**GIVEN PROBLEM**
Locate every line in the listing below that contains the string "towel", and copy each of those lines in full.

**EXCERPTED RECORDS**

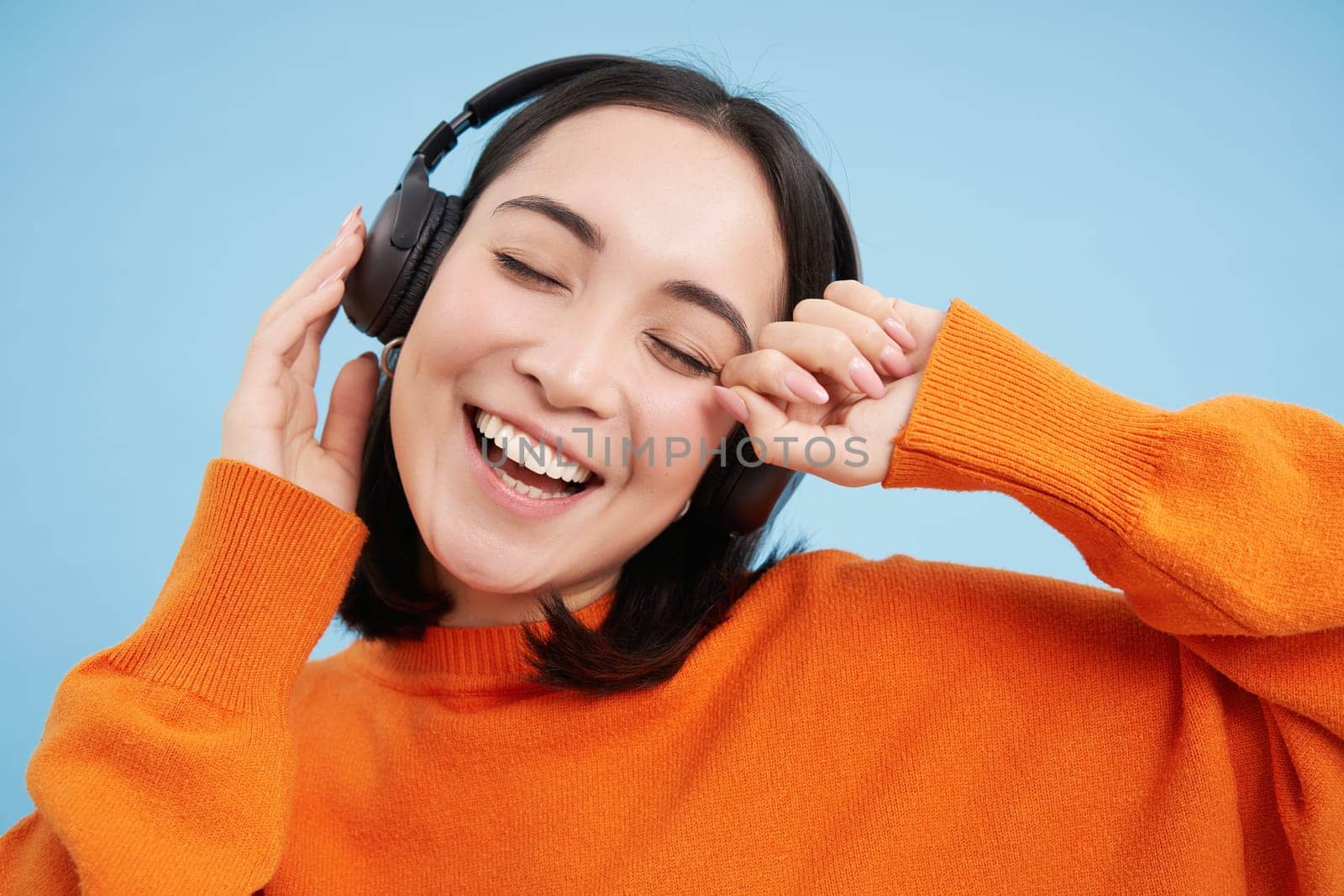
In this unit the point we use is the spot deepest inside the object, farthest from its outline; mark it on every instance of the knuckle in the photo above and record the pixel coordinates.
(837, 343)
(770, 333)
(874, 335)
(808, 308)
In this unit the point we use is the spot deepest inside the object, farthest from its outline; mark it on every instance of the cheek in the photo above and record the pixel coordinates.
(463, 315)
(685, 432)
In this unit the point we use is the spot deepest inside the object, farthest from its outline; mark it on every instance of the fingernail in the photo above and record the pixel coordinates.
(866, 378)
(902, 336)
(730, 402)
(349, 217)
(806, 387)
(331, 277)
(894, 362)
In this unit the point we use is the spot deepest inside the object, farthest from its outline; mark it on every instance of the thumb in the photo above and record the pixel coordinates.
(349, 412)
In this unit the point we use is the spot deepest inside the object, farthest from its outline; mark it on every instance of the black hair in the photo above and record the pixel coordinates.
(682, 584)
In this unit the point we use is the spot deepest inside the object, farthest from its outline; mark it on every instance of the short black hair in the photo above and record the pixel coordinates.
(682, 584)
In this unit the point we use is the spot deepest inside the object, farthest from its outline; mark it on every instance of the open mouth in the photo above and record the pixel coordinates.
(522, 464)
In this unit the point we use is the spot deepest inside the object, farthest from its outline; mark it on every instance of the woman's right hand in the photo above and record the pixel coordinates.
(272, 417)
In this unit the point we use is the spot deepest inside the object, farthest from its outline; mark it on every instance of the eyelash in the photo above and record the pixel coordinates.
(519, 269)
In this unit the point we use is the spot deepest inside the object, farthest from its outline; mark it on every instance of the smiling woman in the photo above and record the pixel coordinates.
(571, 676)
(622, 237)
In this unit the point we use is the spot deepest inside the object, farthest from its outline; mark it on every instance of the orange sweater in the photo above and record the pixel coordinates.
(857, 726)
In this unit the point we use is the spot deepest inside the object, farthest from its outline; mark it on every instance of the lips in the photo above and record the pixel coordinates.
(535, 437)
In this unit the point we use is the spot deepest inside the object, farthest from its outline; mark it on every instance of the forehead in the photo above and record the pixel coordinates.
(669, 196)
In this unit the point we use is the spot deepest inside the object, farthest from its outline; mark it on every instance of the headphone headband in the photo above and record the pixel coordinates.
(413, 228)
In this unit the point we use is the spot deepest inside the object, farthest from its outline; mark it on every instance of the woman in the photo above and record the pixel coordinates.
(680, 720)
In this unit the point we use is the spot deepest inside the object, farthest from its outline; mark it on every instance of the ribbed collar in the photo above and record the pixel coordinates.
(464, 658)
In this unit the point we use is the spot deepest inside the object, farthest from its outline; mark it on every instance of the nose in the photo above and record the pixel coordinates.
(575, 362)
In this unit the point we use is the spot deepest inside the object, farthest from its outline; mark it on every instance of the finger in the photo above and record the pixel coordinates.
(824, 349)
(277, 345)
(786, 443)
(306, 365)
(864, 331)
(349, 411)
(891, 313)
(344, 251)
(772, 372)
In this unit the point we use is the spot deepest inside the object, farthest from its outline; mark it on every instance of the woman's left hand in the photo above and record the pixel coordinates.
(846, 348)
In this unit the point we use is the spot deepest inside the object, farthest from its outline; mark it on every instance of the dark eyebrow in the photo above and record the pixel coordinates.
(562, 214)
(588, 234)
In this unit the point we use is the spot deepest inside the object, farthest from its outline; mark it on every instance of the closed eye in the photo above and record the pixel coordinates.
(692, 364)
(522, 270)
(517, 268)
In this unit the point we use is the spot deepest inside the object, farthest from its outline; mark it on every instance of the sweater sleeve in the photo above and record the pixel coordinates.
(1222, 524)
(167, 763)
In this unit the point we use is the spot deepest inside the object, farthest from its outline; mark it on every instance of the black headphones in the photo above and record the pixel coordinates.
(416, 224)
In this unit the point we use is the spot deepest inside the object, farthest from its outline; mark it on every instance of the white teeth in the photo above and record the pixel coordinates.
(528, 490)
(523, 452)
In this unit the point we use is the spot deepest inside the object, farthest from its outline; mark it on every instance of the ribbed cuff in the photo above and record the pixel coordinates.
(260, 575)
(995, 410)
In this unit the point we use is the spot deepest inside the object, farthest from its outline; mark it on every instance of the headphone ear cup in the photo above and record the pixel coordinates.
(409, 288)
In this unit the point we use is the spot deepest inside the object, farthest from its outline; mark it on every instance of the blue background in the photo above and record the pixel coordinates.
(1152, 196)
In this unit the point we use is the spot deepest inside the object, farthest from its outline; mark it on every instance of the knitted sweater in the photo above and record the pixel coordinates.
(855, 726)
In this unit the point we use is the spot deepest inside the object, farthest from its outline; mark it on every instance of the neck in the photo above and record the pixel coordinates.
(476, 607)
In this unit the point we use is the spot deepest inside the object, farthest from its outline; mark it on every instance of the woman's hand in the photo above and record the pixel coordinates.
(839, 369)
(270, 419)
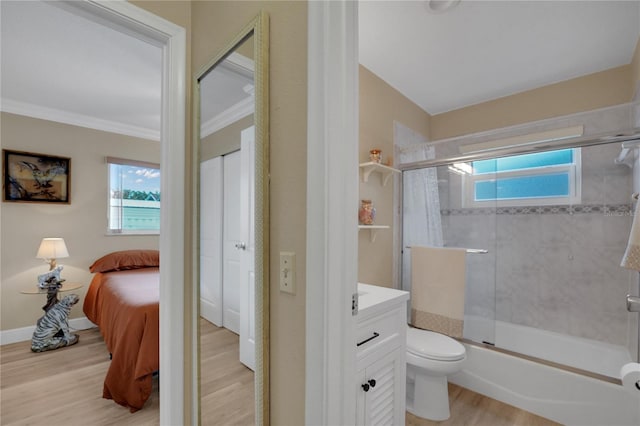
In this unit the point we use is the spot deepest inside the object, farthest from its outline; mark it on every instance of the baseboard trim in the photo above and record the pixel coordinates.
(23, 334)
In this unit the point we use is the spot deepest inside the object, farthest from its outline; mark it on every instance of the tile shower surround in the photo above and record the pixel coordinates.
(555, 268)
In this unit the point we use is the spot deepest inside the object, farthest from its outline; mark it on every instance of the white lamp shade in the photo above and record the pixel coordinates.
(52, 248)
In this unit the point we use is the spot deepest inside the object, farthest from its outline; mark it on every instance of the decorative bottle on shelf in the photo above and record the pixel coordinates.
(367, 213)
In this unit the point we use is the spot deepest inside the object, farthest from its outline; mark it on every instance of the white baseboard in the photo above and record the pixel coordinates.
(25, 333)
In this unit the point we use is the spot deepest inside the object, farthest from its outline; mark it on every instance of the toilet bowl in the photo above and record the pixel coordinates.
(431, 357)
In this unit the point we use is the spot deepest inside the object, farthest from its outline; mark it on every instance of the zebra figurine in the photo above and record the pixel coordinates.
(52, 330)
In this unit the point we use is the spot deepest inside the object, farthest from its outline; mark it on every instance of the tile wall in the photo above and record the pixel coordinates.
(550, 267)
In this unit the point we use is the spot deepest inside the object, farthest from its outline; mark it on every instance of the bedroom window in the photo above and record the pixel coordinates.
(134, 197)
(543, 178)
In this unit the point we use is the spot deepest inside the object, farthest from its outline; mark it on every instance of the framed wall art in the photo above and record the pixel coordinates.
(36, 178)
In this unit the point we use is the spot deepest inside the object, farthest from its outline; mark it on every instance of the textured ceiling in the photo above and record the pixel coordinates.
(60, 66)
(483, 50)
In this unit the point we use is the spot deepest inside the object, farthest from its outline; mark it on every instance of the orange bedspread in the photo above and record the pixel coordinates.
(125, 305)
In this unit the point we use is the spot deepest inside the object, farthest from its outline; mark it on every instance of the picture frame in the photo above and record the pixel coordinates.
(35, 178)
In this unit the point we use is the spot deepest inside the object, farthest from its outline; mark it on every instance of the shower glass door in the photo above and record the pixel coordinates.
(555, 226)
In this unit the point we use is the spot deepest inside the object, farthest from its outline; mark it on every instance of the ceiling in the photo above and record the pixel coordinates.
(483, 50)
(63, 67)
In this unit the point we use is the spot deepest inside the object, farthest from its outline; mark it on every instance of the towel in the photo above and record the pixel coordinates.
(631, 258)
(438, 278)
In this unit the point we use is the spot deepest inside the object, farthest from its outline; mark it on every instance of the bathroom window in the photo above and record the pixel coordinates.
(134, 197)
(542, 178)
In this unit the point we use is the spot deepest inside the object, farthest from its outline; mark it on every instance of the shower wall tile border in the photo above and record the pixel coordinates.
(605, 209)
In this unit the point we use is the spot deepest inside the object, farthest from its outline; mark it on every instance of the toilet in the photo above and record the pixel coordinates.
(431, 357)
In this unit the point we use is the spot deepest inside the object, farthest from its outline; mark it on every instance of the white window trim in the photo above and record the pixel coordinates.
(575, 186)
(126, 162)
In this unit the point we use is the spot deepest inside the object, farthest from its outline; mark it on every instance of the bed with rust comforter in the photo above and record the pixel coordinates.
(125, 305)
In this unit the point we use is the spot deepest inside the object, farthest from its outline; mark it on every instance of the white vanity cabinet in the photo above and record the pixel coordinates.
(381, 329)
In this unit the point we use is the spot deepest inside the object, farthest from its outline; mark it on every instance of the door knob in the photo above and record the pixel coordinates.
(633, 303)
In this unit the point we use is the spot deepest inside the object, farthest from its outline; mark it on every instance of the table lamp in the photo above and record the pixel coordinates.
(52, 249)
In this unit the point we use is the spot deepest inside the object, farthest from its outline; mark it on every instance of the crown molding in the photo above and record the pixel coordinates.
(234, 113)
(74, 119)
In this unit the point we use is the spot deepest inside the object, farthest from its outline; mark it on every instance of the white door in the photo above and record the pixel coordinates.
(211, 200)
(232, 255)
(247, 281)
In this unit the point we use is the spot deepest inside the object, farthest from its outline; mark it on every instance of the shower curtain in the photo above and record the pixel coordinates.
(421, 221)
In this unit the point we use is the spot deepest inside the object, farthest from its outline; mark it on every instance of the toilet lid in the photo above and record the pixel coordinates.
(429, 344)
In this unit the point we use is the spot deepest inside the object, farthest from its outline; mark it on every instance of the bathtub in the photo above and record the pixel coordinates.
(557, 394)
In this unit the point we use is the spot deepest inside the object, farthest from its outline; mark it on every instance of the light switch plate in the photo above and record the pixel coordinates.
(288, 272)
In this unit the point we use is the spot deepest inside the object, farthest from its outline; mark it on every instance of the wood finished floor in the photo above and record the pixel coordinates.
(472, 409)
(64, 387)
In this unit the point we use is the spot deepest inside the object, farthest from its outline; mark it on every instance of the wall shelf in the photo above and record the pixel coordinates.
(373, 230)
(385, 171)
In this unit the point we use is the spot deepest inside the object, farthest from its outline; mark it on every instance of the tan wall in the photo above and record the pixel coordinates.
(598, 90)
(214, 25)
(380, 106)
(82, 224)
(225, 140)
(635, 73)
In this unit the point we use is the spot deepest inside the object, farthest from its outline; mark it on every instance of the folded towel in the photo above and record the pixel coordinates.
(631, 258)
(438, 277)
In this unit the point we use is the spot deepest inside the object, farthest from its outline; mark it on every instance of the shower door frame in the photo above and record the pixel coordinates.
(632, 134)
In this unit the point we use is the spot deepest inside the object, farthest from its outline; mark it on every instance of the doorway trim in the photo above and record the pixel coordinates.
(171, 38)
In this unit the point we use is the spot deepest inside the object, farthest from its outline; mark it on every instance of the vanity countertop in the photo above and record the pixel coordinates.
(373, 298)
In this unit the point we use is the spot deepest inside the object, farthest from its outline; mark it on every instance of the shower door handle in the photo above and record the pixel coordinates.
(633, 303)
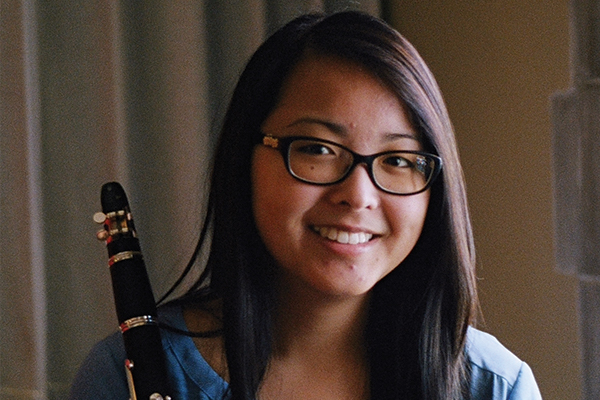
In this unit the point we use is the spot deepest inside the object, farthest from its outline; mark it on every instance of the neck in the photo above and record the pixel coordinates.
(326, 324)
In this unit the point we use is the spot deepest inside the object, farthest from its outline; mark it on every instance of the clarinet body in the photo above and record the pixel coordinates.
(145, 365)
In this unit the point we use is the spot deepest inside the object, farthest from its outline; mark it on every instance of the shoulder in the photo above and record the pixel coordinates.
(102, 374)
(496, 373)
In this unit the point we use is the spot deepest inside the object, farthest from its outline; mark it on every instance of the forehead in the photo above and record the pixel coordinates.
(341, 98)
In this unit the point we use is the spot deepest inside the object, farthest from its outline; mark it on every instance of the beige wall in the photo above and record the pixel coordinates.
(498, 62)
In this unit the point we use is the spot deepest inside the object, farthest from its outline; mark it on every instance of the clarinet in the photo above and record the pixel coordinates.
(145, 365)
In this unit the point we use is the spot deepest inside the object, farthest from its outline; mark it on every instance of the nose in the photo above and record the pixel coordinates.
(356, 190)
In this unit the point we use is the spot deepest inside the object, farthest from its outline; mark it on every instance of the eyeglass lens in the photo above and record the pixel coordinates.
(398, 172)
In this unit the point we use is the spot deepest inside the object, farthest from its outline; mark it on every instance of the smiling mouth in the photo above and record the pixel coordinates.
(343, 237)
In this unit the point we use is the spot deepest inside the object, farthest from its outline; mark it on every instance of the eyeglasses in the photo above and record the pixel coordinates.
(322, 162)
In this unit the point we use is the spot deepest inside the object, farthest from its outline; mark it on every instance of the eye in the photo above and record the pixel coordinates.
(397, 161)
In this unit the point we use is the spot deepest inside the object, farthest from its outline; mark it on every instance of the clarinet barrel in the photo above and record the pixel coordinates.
(134, 301)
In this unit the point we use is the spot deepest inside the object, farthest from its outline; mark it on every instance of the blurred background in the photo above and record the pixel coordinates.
(94, 91)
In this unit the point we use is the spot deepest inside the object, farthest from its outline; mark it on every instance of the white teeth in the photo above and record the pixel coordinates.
(343, 236)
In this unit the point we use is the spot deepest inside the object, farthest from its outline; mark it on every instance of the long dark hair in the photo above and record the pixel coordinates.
(420, 312)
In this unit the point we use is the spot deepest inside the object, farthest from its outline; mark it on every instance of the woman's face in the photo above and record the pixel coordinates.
(308, 228)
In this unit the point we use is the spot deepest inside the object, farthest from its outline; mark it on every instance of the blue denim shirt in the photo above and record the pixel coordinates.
(496, 373)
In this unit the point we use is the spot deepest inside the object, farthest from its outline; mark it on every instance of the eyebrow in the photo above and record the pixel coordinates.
(341, 130)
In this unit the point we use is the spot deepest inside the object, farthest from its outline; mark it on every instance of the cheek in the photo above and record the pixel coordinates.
(276, 201)
(408, 216)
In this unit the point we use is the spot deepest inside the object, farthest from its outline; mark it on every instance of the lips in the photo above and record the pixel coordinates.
(343, 237)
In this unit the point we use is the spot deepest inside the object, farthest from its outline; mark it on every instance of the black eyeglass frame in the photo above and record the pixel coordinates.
(283, 144)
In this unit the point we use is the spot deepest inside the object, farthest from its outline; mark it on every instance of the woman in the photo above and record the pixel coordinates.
(341, 264)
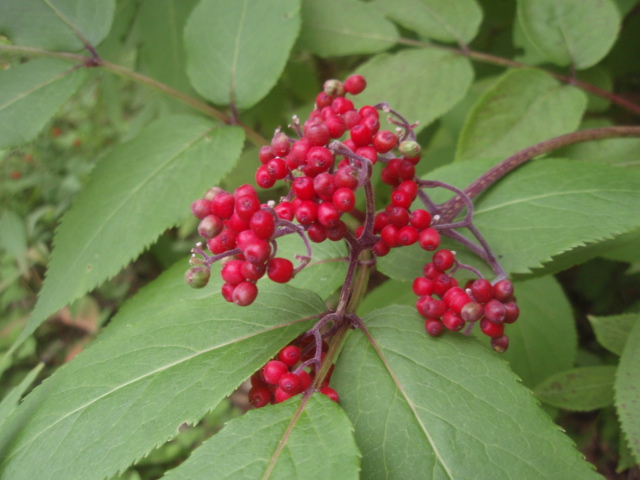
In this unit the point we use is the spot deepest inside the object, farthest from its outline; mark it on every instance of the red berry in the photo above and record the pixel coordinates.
(280, 270)
(290, 355)
(491, 329)
(259, 396)
(273, 371)
(355, 84)
(444, 259)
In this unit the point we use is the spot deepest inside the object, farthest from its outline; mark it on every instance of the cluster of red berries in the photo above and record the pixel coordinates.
(493, 305)
(239, 221)
(278, 381)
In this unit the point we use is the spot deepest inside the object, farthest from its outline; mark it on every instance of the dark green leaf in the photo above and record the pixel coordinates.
(444, 407)
(523, 108)
(612, 332)
(237, 50)
(578, 32)
(579, 389)
(170, 355)
(30, 94)
(275, 442)
(139, 190)
(50, 24)
(627, 396)
(344, 27)
(421, 84)
(436, 19)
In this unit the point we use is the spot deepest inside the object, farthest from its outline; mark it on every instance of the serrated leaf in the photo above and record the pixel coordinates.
(627, 392)
(441, 20)
(48, 23)
(162, 53)
(237, 50)
(523, 108)
(140, 189)
(579, 389)
(578, 32)
(274, 442)
(168, 357)
(30, 93)
(344, 27)
(11, 400)
(612, 331)
(423, 84)
(445, 407)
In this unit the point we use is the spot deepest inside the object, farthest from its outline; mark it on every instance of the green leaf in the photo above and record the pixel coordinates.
(344, 27)
(612, 331)
(579, 389)
(523, 108)
(12, 399)
(578, 32)
(237, 50)
(50, 24)
(274, 442)
(544, 340)
(440, 20)
(139, 190)
(30, 94)
(169, 356)
(162, 53)
(421, 84)
(445, 407)
(627, 393)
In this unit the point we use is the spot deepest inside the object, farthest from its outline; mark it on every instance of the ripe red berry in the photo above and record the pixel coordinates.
(355, 84)
(280, 270)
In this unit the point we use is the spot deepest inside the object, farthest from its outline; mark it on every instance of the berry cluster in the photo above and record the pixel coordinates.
(279, 380)
(493, 305)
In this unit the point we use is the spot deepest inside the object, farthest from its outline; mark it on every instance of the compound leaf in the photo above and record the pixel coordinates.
(440, 20)
(578, 32)
(344, 27)
(50, 24)
(422, 84)
(140, 189)
(30, 94)
(169, 356)
(579, 389)
(237, 50)
(523, 108)
(627, 393)
(612, 331)
(273, 442)
(445, 407)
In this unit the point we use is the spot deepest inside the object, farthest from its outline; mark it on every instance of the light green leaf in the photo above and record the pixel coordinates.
(580, 389)
(138, 191)
(30, 94)
(627, 392)
(525, 107)
(612, 331)
(544, 340)
(444, 407)
(441, 20)
(237, 50)
(162, 53)
(344, 27)
(578, 32)
(273, 442)
(12, 399)
(421, 84)
(50, 24)
(170, 355)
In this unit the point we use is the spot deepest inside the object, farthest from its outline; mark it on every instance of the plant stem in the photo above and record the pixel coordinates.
(450, 209)
(505, 62)
(129, 74)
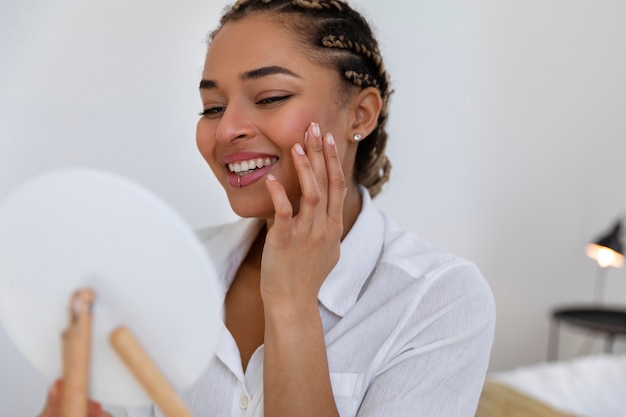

**SOLUTION BELOW**
In this unit the point we use is the spot deepest inside the object, farthest from its outline; mark it on every instance of the towel in the photo above and record the pixel coordinates.
In this unit the point we use is the spot deepest inside the object, farthest from its outline; mark it on every instance of the folded towel in the photo above and record the pixel coordinates.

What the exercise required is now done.